• [Page extract]:
------------

# Roofing License



## stevel27 (Mar 7, 2007)

I was wondering if anyone on this site could help me out. I started a roofing business last year and I need to know how to get a license strictly for roofing in michigan. A lot of companys advertise that they are licensed but I cant find a way to get licensed for just roofing. I know you can get a builders license but I heard that they are very hard to get approved for. I was told you have to have good financial credit and pass a criminal background check? It seems like there would be something more simple, you should be able to take a test and get a license for just roofing? If anyone knows anything about this , any advice would be great...


Steve / Michigan


----------



## Mike.GCOC (Mar 3, 2007)

I don't know about Mich. but in Calif. it's done through the Dept. of Consumer Affairs. Try calling a licensed roofer in Mich. and see if he can help. Any money you spend to get your license will easily pay for itself-- believe me. Good luck!

p.s.- Also try a google search with: roofing contractors license, Michigan


----------



## Kgmz (Feb 9, 2007)

You don't need a license for commercial work, only residential. Kind of strange.

If you do any residential roofing, you need a Maintenance and Alteration Contractor's License.

Go to this website to see about contractors licensing in all the states.

contractors-license.org

I just looked at the Michigan Dept of Labor and Economic Growth page about contractors. It does look like you will need a criminal history done, but it doesn't say that would preclude anyone with one from getting a license.

michigan.gov/cis/0,1607,7-154-35299_35414_35455---,00.html


Since I don't have enough posts yet to put in links, add the usuall http, etc. in front of the links I posted.





Boy I am amazed how easy it is to get a license in some states. Most of the western states require a test and putting up a bond and proof of insurance. Looks like Michigan does test but I didn't see anything about a bond or insurance.


----------



## doubleaction (Oct 22, 2005)

For just the roofing license you must pass the credit check and background history also. Its a 50 question test here is a link with information.

http://www.michigan.gov/cis/0,1607,7-154-35299_35414_35455-114254--,00.html


----------



## apkole (Mar 18, 2006)

I would recommend going for the full builders license here in Michigan instead of just the M&A. There are courses which will help you pass the test. Check with your local homebuilders association. On the trade side, there are a couple of questions in each trade area. I believe there were 50 questions on the trades, and 50 questions on the legal, regulatory and finance side.

------------

• [Information supplied]:
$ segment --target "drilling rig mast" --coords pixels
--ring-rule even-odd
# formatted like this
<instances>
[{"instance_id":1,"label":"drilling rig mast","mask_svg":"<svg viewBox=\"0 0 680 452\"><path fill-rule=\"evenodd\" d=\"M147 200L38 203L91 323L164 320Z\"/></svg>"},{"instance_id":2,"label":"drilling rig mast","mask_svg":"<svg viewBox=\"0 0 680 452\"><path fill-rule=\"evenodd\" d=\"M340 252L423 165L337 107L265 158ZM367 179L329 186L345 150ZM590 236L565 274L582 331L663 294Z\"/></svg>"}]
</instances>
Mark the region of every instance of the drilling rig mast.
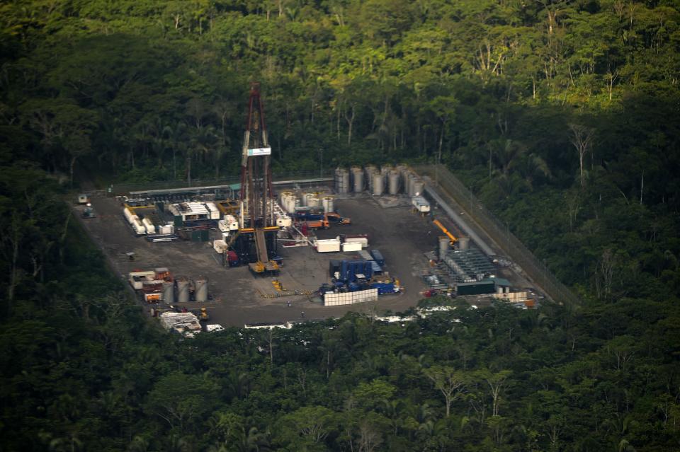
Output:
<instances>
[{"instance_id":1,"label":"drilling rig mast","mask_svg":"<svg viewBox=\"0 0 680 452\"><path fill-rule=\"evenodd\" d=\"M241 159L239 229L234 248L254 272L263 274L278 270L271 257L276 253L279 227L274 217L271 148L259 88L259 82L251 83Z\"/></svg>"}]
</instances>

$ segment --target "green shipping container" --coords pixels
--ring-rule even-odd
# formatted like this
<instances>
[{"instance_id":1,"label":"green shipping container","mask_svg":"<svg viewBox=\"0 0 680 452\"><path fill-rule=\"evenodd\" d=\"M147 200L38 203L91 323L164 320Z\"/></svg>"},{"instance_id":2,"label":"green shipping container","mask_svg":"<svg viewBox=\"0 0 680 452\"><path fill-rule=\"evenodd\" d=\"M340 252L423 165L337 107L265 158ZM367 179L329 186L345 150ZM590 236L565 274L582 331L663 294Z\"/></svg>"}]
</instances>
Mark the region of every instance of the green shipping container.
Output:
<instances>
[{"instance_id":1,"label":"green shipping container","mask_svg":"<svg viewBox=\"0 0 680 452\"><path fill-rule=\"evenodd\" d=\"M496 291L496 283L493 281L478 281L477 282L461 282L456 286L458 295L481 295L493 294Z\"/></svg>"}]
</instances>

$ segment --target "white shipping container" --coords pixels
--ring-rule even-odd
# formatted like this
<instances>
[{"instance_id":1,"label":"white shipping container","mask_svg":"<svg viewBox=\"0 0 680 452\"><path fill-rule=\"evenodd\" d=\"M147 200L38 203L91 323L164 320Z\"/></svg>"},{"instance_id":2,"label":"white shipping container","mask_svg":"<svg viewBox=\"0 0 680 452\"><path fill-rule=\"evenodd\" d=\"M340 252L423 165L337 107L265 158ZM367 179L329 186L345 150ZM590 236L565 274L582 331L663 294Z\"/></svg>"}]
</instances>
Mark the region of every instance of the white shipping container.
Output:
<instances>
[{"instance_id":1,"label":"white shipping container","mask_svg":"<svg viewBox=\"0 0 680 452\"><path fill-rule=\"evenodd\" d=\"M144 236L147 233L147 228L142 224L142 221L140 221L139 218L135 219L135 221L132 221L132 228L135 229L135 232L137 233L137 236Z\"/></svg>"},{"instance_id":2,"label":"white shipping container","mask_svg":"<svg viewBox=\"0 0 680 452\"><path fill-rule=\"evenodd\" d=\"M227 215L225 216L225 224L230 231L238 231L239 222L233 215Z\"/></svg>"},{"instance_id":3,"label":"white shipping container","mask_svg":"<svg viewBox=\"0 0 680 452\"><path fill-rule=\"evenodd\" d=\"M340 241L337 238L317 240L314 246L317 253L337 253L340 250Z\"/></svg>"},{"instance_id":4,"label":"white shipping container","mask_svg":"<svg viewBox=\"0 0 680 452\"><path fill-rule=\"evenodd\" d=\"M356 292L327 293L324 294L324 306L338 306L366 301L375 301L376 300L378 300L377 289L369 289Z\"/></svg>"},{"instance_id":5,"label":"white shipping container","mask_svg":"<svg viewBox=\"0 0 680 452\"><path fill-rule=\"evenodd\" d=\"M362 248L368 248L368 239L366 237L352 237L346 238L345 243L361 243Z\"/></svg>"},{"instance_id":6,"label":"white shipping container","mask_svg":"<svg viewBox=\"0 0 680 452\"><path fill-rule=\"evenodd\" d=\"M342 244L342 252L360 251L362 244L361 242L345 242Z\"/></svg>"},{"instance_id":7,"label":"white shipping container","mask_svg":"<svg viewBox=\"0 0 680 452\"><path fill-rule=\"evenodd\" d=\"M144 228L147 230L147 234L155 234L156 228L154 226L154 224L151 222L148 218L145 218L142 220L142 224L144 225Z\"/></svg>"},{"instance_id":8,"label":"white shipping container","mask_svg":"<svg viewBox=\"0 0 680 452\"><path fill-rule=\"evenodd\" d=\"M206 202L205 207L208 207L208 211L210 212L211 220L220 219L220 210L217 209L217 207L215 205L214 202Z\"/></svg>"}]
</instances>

------------

• [List of tasks]:
A – From the roofing license thread, transcribe everything from "contractors-license.org" down to "getting a license.".
B – In the roofing license thread, which department handles contractor licensing in California?

• [Replies]:
A –
contractors-license.org

I just looked at the Michigan Dept of Labor and Economic Growth page about contractors. It does look like you will need a criminal history done, but it doesn't say that would preclude anyone with one from getting a license.

B – The Department of Consumer Affairs.